## YOUR INSTRUCTIONS
Set out the data as a Markdown table with the columns Row and Text. Include each line from the one containing "Indicate the ocean" through the end of the data, both inclusive, give each a row number, and leave out blank lines.

## GIVEN RECORDS
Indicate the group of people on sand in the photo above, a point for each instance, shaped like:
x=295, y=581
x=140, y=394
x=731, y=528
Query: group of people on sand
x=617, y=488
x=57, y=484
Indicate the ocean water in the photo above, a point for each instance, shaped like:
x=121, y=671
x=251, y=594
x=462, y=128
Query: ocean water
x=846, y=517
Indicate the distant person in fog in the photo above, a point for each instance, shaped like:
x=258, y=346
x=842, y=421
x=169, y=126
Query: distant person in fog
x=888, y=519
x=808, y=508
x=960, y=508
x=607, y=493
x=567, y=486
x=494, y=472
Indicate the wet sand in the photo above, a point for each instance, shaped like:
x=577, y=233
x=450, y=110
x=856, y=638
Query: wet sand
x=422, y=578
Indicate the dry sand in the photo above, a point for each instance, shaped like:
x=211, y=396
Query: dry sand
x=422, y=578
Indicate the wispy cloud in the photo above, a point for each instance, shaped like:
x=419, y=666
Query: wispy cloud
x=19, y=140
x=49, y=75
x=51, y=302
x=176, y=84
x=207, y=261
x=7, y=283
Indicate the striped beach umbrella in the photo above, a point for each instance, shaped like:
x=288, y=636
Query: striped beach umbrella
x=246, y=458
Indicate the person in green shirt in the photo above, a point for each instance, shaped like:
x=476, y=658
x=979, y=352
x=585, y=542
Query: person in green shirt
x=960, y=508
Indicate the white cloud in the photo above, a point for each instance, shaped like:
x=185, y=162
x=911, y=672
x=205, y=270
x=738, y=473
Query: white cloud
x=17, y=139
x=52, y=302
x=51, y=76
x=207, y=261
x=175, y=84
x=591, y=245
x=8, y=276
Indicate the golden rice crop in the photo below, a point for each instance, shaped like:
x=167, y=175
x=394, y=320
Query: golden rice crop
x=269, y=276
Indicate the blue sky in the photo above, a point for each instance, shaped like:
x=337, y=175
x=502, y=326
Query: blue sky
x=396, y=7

## RESULT OF THE EXERCISE
| Row | Text |
|---|---|
| 1 | Indicate the ocean water in the photo above, a point for each instance, shaped like: |
| 2 | x=121, y=671 |
| 3 | x=251, y=594 |
| 4 | x=462, y=128 |
| 5 | Query: ocean water |
| 6 | x=846, y=517 |
| 7 | Indicate the distant person in fog in the photo above, a point for each instance, shaped like: |
| 8 | x=258, y=346 |
| 9 | x=842, y=421 |
| 10 | x=169, y=126 |
| 11 | Query: distant person in fog |
| 12 | x=888, y=519 |
| 13 | x=808, y=508 |
| 14 | x=960, y=508 |
| 15 | x=607, y=493 |
| 16 | x=567, y=486 |
| 17 | x=494, y=472 |
| 18 | Indicate the wet sand in the photo above, a point for each instance, shaped like: |
| 19 | x=577, y=233 |
| 20 | x=450, y=110 |
| 21 | x=856, y=638 |
| 22 | Query: wet sand |
| 23 | x=422, y=578 |
| 24 | Indicate the dry sand in the photo above, a point for each instance, shaped like: |
| 25 | x=211, y=396 |
| 26 | Query: dry sand |
| 27 | x=422, y=578 |
| 28 | Indicate the wispy cloud in the photo above, a point for each instance, shaped like: |
| 29 | x=419, y=666 |
| 30 | Query: wispy cloud |
| 31 | x=19, y=140 |
| 32 | x=49, y=75 |
| 33 | x=51, y=302 |
| 34 | x=176, y=84 |
| 35 | x=207, y=261 |
| 36 | x=7, y=283 |
| 37 | Indicate the striped beach umbrella in the photo above, a point for each instance, shaped like: |
| 38 | x=288, y=636 |
| 39 | Query: striped beach umbrella |
| 40 | x=246, y=458 |
| 41 | Indicate the person in green shirt in the photo above, a point for each instance, shaped like: |
| 42 | x=476, y=658 |
| 43 | x=979, y=352 |
| 44 | x=585, y=542 |
| 45 | Query: person in green shirt |
| 46 | x=960, y=508 |
| 47 | Indicate the white cloud in the photo above, a point for each instance, shaped like: |
| 48 | x=185, y=162 |
| 49 | x=911, y=672 |
| 50 | x=205, y=270 |
| 51 | x=738, y=473 |
| 52 | Query: white cloud |
| 53 | x=17, y=139 |
| 54 | x=52, y=302 |
| 55 | x=51, y=76 |
| 56 | x=207, y=261 |
| 57 | x=175, y=84 |
| 58 | x=591, y=245 |
| 59 | x=8, y=276 |
| 60 | Indicate the golden rice crop in the photo below, a point for each instance, shaped like: |
| 61 | x=167, y=175 |
| 62 | x=394, y=320 |
| 63 | Query: golden rice crop |
| 64 | x=269, y=276 |
| 65 | Indicate the blue sky in the photo above, a point for each instance, shaped like: |
| 66 | x=337, y=175 |
| 67 | x=502, y=326 |
| 68 | Query: blue sky |
| 69 | x=396, y=7 |